(Stored data)
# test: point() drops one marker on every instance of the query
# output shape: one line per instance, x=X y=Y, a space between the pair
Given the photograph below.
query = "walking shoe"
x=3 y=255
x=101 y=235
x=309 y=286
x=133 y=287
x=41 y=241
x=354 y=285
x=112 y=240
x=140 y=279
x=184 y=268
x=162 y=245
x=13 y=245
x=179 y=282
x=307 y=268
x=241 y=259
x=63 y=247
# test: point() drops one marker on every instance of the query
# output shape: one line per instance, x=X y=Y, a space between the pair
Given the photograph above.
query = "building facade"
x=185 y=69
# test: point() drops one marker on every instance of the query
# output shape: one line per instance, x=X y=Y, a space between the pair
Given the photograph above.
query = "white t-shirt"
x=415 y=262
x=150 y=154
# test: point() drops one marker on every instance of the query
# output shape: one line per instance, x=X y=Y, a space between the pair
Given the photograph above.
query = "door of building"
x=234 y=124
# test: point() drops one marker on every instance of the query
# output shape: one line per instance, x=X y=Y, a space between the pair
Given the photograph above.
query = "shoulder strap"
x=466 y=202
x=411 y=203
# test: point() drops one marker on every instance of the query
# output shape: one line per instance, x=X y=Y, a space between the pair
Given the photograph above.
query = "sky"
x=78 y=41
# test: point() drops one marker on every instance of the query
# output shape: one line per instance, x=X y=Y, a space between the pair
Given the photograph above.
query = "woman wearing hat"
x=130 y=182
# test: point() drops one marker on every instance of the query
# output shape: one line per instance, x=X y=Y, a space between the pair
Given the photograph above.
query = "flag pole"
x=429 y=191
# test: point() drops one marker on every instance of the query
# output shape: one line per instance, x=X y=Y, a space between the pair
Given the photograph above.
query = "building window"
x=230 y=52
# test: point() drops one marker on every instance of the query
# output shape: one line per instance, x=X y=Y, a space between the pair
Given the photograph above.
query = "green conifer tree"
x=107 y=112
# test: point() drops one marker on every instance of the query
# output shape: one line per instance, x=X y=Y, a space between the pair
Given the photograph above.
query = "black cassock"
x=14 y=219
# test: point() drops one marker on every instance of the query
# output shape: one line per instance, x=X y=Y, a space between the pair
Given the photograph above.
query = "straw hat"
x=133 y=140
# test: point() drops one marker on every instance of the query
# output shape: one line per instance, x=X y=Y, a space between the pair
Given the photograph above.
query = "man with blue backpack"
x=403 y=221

=== TASK STATEMENT ===
Without omitting anything, set down all the entries above again.

=== EXPECTED OUTPUT ===
# test: point() drops one marker on every instance of the query
# output shape: one line per instance, x=X y=Y, a space between the pair
Given the photograph below.
query = "walking shoe"
x=3 y=255
x=101 y=235
x=309 y=286
x=133 y=287
x=41 y=241
x=354 y=285
x=112 y=240
x=140 y=279
x=184 y=268
x=162 y=245
x=13 y=245
x=179 y=282
x=307 y=268
x=241 y=259
x=63 y=247
# test: point() drops one marker on every instance of the query
# output shape: one line per instance, x=X y=Y, a space between the pair
Given the photograph above.
query = "building facade"
x=185 y=69
# test: point() drops one marker on every instance of the query
# output shape: one line per instance, x=X y=Y, a space between the pair
Given the photograph above.
query = "white t-shirt"
x=415 y=262
x=150 y=154
# test: point() drops one marker on every instance of the query
# output shape: one line per instance, x=X y=Y, a space between the pair
Given the photograph above.
query = "door of building"
x=234 y=124
# test: point() drops one marker on every instance of the query
# output shape: one line per instance, x=X y=Y, a space between the pair
Given the photograph above.
query = "shoulder strap"
x=466 y=202
x=411 y=203
# test: point() drops one marker on every instance of the query
# output shape: one line per instance, x=X y=Y, a space between the pair
Given the photograph above.
query = "sky"
x=78 y=41
# test: point() drops one marker on every instance of the query
# output shape: one line per instance, x=X y=Y, a space between the pair
Given the photograph above.
query = "woman wearing hat"
x=130 y=182
# test: point() drops one marker on every instance of the query
# output shape: one line per instance, x=X y=Y, a space between the pair
Given the photograph above.
query = "flag pole"
x=429 y=191
# test: point() drops one marker on every instance of the query
# output shape: one line per instance, x=X y=Y, a space between the pair
Given the photograph above.
query = "building window"
x=230 y=52
# test: point() drops one marker on every instance of the query
# output shape: one line per instance, x=X y=Y, a space between the pair
Given the photograph above.
query = "green conifer tree"
x=107 y=112
# test: point() drops one marker on every instance of the query
# output shape: one line per instance, x=X y=Y, a space between the pair
Given the photograph above.
query = "black cassock"
x=14 y=219
# test: point() drops one marker on every instance of the query
# output shape: one line per instance, x=X y=Y, a space between the pair
Given the photograph above.
query = "straw hat"
x=133 y=140
# test: point() drops one marker on every instance of the query
# output shape: one line per instance, x=X y=Y, a space between the pair
Given the photograph above.
query = "man with blue backpack"
x=403 y=221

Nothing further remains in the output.